These reports illustrate the size and scale of the economics-urban problems being faced by Asian countries. The gulf between an administrative understanding of the rural-urban divide and the consequences of that gulf continuing to exist are brought home by the news feature in the Sydney Morning Herald of Australia. An extract from a news report in The New Nation of Bangladesh states that Dhaka, the capital, “accommodates about 4,500 small and big slums” which house some 5 million people! “A number of factors said to contribute to rural-urban migration. During the famine of 1974, the percentage of rural migrants in urban population rose to 8.9% from 5.2% in 1961. The readymade garment industries in recent years have also been a major reason for rural people to be attracted to slums.” The posting on living conditions in a Dhaka slum and the findings of a major survey conducted describe routine conditions for over 590 million slum dwellers (see table) in South Asia, Africa and East Asia. The comment in The Economist, a (distinctly transatlantic) weekly that is an avowed advocate of the ‘free’ market and of globalisation, is nevertheless useful as it provides a window onto the perspective of the multilateral lending institutions and their clients, that of social policy being required to follow economic goals.

What happens to social sector economics and the provisioning of urban services when the following of those goals – at the cost of community, environment and social equity – becomes the end rather than an option? Two reports, one from China Daily and another from Global Times (also China), describe how much China plans to spend on infrastructure until 2015 despite its planners receiving ample warning signs of the growing income divide in the country. Growing urban populations whether in townships or in slums need to find food staples, and it is that shared need that has led a group of South-East Asian countries (China included) to administer a ‘strategic rice reserve’, as the Japan Times report calls it.

– Rahul Goswami

Life improves for migrant workers

Sydney Morning Herald

(17 May 2010)

China’s once-downtrodden migrant workers may have earned double-digit pay rises last year, as labour shortages began to bite. A new survey of rural households shows migrant wages surged about 15 per cent (after adjusting for consumer price deflation), even as the global financial crisis temporarily flattened export-focused manufacturing.

**Data records:**
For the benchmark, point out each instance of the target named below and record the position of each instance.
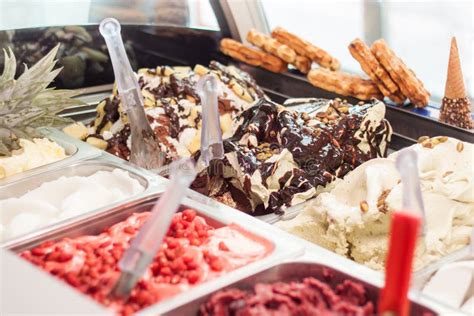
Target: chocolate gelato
(279, 157)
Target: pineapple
(27, 103)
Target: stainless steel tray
(151, 183)
(298, 270)
(421, 277)
(75, 149)
(285, 246)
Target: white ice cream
(33, 153)
(353, 219)
(64, 198)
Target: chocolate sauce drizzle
(322, 153)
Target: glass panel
(33, 27)
(16, 14)
(330, 25)
(419, 32)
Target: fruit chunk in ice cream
(279, 157)
(64, 198)
(173, 108)
(32, 154)
(308, 297)
(192, 252)
(353, 218)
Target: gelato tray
(280, 288)
(38, 203)
(224, 246)
(56, 149)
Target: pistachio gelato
(353, 218)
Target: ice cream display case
(293, 217)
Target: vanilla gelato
(33, 153)
(64, 198)
(453, 285)
(353, 218)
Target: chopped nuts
(427, 144)
(305, 116)
(344, 109)
(97, 142)
(381, 204)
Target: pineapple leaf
(10, 66)
(27, 103)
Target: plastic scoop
(145, 150)
(404, 231)
(145, 245)
(211, 133)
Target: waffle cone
(455, 81)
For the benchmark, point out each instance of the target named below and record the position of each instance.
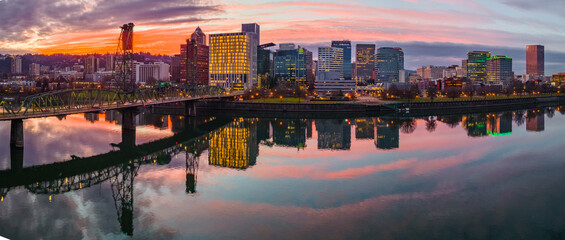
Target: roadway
(6, 116)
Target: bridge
(119, 167)
(60, 103)
(74, 101)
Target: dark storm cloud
(418, 54)
(23, 20)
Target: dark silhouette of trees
(408, 126)
(519, 118)
(451, 121)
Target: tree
(408, 126)
(519, 118)
(431, 124)
(453, 92)
(432, 92)
(518, 87)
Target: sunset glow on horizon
(78, 27)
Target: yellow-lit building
(234, 146)
(233, 60)
(558, 79)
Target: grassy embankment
(292, 100)
(475, 98)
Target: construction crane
(123, 66)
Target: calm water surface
(480, 176)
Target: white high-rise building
(34, 69)
(329, 77)
(150, 73)
(330, 62)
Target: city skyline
(420, 25)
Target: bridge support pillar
(17, 133)
(16, 157)
(128, 128)
(190, 108)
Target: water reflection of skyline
(332, 134)
(237, 144)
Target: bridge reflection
(230, 142)
(119, 167)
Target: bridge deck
(7, 116)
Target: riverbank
(364, 107)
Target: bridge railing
(80, 99)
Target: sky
(432, 32)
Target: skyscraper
(535, 60)
(264, 67)
(233, 59)
(34, 69)
(290, 65)
(175, 67)
(364, 61)
(17, 65)
(346, 46)
(194, 59)
(477, 65)
(330, 62)
(110, 59)
(499, 69)
(92, 64)
(388, 63)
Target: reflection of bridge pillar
(189, 123)
(128, 128)
(190, 108)
(122, 192)
(17, 157)
(191, 171)
(17, 133)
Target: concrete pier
(128, 128)
(16, 157)
(17, 133)
(190, 108)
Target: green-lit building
(499, 69)
(293, 66)
(477, 65)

**Tasks for this exercise:**
a) Answer these questions using the urbanization excerpt.
(i) How many slums does Dhaka accommodate, according to The New Nation report?
(ii) What did the percentage of rural migrants in the urban population rise to during the famine of 1974?
(iii) By about what percentage did migrant wages surge, according to the survey of rural households?
b) In the urbanization excerpt, take the passage starting at "What happens to" and ending at "(17 May 2010)". Write it out again, swapping "food staples" for "basic foodstuffs".
c) Resume the urbanization excerpt after its last sentence, on the pay of China's migrant workers.

**Expected outputs:**
a)
(i) About 4,500 small and big slums.
(ii) 8.9%, up from 5.2% in 1961.
(iii) About 15 per cent, after adjusting for consumer price deflation.

b)
What happens to social sector economics and the provisioning of urban services when the following of those goals – at the cost of community, environment and social equity – becomes the end rather than an option? Two reports, one from China Daily and another from Global Times (also China), describe how much China plans to spend on infrastructure until 2015 despite its planners receiving ample warning signs of the growing income divide in the country. Growing urban populations whether in townships or in slums need to find basic foodstuffs, and it is that shared need that has led a group of South-East Asian countries (China included) to administer a ‘strategic rice reserve’, as the Japan Times report calls it.

– Rahul Goswami

Life improves for migrant workers

Sydney Morning Herald

(17 May 2010)

c)
The results of the survey of 22,000 households by the Ministry of Agriculture’s Research Centre for Rural Economy will soon be published in the Chinese Academy of Social Sciences ‘Green Book’ on Population and Labour. Other data shows migrant workers continue to pour out of the Chinese countryside to urban centres. They are increasingly moving to towns and cities in central and western provinces, rather than the coast, and are demanding better wages and conditions to move.
National Bureau of Statistics data shows the number of migrant workers rose to 152 million by the September quarter of last year, from 151 million in the June quarter and 147 million in the March quarter. “The migrant worker employment situation was dire in January and February last year and it is amazing how quickly demand for labour returned,” said Louis Kuijs, a senior World Bank economist in Beijing. “China is now entering the stage where the fruits of development can be shared more widely and [there are] rapidly rising living standards,” he said. “Anyone calling for improving domestic demand or the conditions of migrant workers should be very happy.”
Arthur Kroeber, the managing director of the Beijing consultancy Dragonomics, said China was entering a new inflationary stage where wages exceed gross domestic product growth. He expected inflation to average between 4% and 5% over the next decade, compared with just 1% in the previous decade. “Inflationary pressure will be greater than in the past but fully consistent with sustained high-growth periods in Japan 1958-72 and Korea 1982-96, where GDP grew by 8-9% and inflation averaged 5-6%,” he said .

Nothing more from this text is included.